** Opening Study text block **

= Lake Erie Watershed (Pennsylvania) =

Lake Erie Watershed is a major drainage catchment in northwestern Pennsylvania, United States, consisting of lands with direct runoff and sub-watersheds with waterways that flow into Lake Erie and Presque Isle Bay from Crawford and Erie counties, as well as from New York. The watershed is part of the Lake Erie Basin.

== Sub-units of the watershed ==
=== Averill Creek Sub-watershed ===
Averill Creek is also called 41.5 Mile Run.

=== Cemetery Run Sub-watershed ===
Cemetery Run
begins north of E 38th near Millcreek proceeding through Roma Park before continuing to the lake by Lakeside Cemetery, with many portions running underground, due to development, or through culverts.

=== Crooked Creek Sub-watershed ===
Crooked Creek

=== Direct Runoff ===
Some Pennsylvania lands have surface runoff that drains directly into Lake Erie. 24 such stretches of land can be identified.

** Closing Study text block **
** Opening Recorded information block **

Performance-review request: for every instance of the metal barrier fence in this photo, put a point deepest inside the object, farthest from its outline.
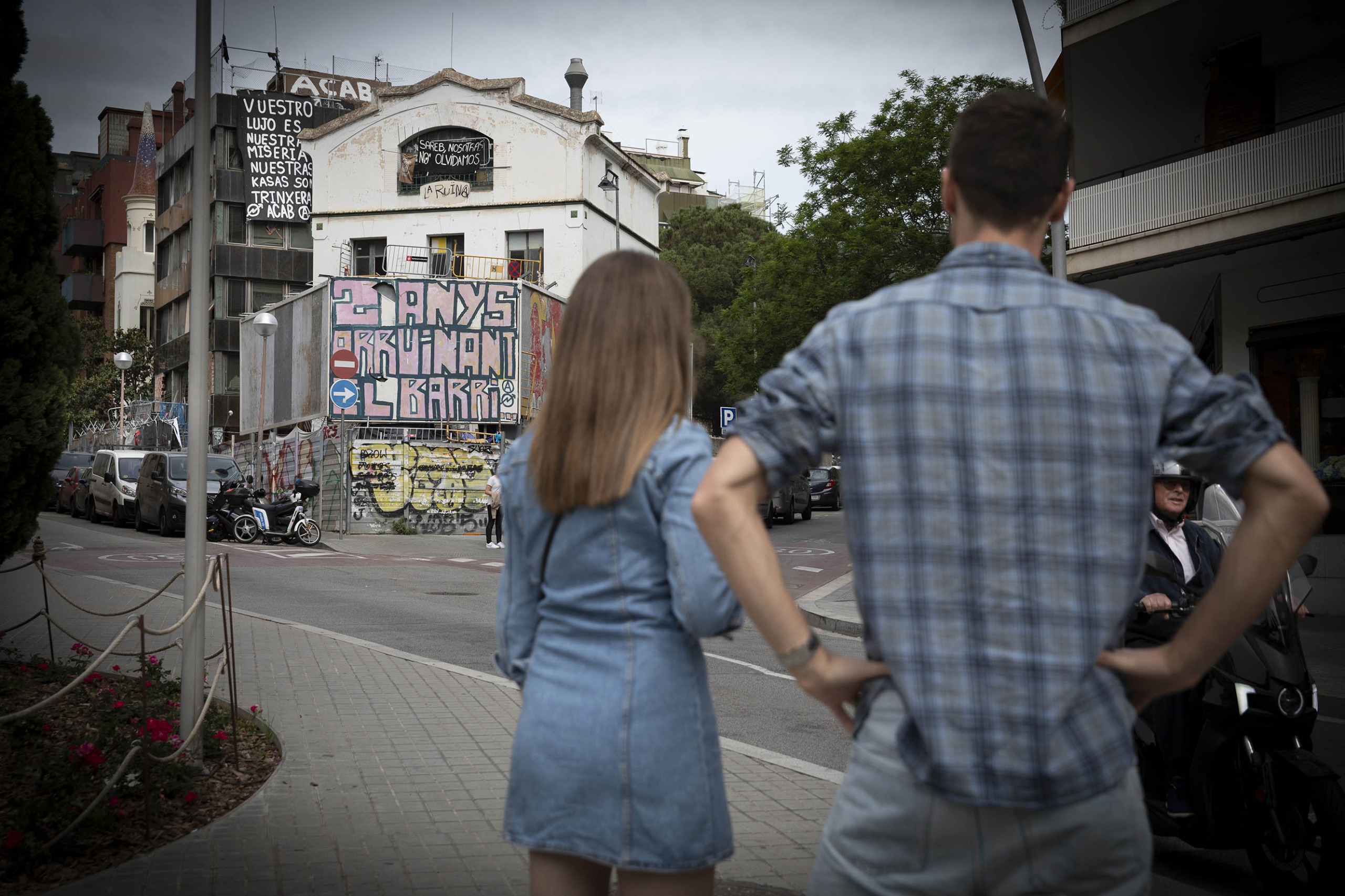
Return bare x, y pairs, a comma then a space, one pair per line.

** Closing Recorded information block **

#### Exercise instructions:
- 1) From the Lake Erie Watershed article, extract the passage starting at "Lake Erie Watershed is" and ending at "or through culverts.".
- 2) Answer these questions from the Lake Erie Watershed article:
(a) What other name does Averill Creek have?
(b) Next to which cemetery does Cemetery Run reach the lake?
(c) How many stretches of Pennsylvania land with direct runoff into Lake Erie can be identified?
- 3) Pick up the Lake Erie Watershed article after its final sentence and write what comes next.

#### Activity answers:
- 1)
Lake Erie Watershed is a major drainage catchment in northwestern Pennsylvania, United States, consisting of lands with direct runoff and sub-watersheds with waterways that flow into Lake Erie and Presque Isle Bay from Crawford and Erie counties, as well as from New York. The watershed is part of the Lake Erie Basin.

== Sub-units of the watershed ==
=== Averill Creek Sub-watershed ===
Averill Creek is also called 41.5 Mile Run.

=== Cemetery Run Sub-watershed ===
Cemetery Run
begins north of E 38th near Millcreek proceeding through Roma Park before continuing to the lake by Lakeside Cemetery, with many portions running underground, due to development, or through culverts.

- 2)
(a) 41.5 Mile Run
(b) Lakeside Cemetery
(c) 24

- 3)
Erie International Airport is located in the largest of these direct runoff zones, west of the City of Erie, between Walnut Creek and Cascade Creek sub-watersheds. The airport's Master Plan includes a water quality section in its Environmental Baseline Study (Chapter 3, Section 3.07).

The master plan positions the airport in Lake Erie Watershed, 9000 ft north of Walnut Creek Sub-watershed, 12000 ft west of Cascade Creek Sub-watershed, and five miles (8 km) west of Mill Creek Sub-watershed, which is part of the Presque Isle Bay Watershed. The plan notes that Wilkins Run, a tributary (sic) that drains directly into Lake Erie, is situated 1000 ft west of the airport.

Storm drainage is identified in the master plan as the main potential water pollution danger. Construction and deicing operations require federal permits and extensive measures are taken to contain and process the runoff properly. A report detailing these measures is included at the end of the airport's master plan, entitled Airport Drainage Master Plan.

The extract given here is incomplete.